**WHAT IS EXPECTED**
Using the listing that follows, return every line with the word "roof".

**DATA LISTING**
****

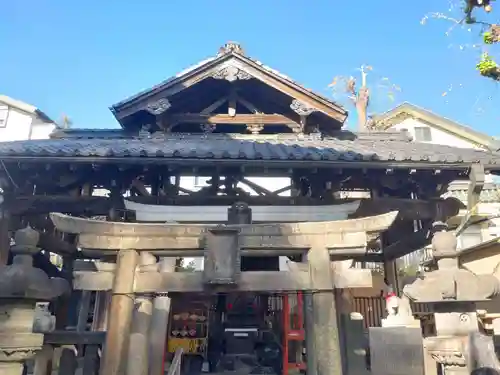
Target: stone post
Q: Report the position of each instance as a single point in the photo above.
(328, 358)
(159, 324)
(453, 292)
(21, 287)
(114, 360)
(141, 321)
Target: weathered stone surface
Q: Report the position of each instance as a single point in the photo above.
(396, 351)
(21, 279)
(449, 282)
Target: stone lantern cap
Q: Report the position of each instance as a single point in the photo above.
(21, 279)
(449, 283)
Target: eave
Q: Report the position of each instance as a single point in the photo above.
(202, 71)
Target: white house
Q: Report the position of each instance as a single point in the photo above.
(21, 121)
(425, 126)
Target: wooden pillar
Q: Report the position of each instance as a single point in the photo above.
(159, 324)
(122, 304)
(312, 360)
(138, 358)
(391, 275)
(4, 237)
(324, 314)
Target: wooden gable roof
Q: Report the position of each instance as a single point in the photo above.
(230, 64)
(407, 110)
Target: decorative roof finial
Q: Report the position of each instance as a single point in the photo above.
(231, 47)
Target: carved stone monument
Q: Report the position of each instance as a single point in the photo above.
(21, 287)
(453, 293)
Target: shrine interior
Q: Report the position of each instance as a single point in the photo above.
(116, 214)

****

**FINISHED TASK**
Target: wooden gable roof
Target: decorative roof finial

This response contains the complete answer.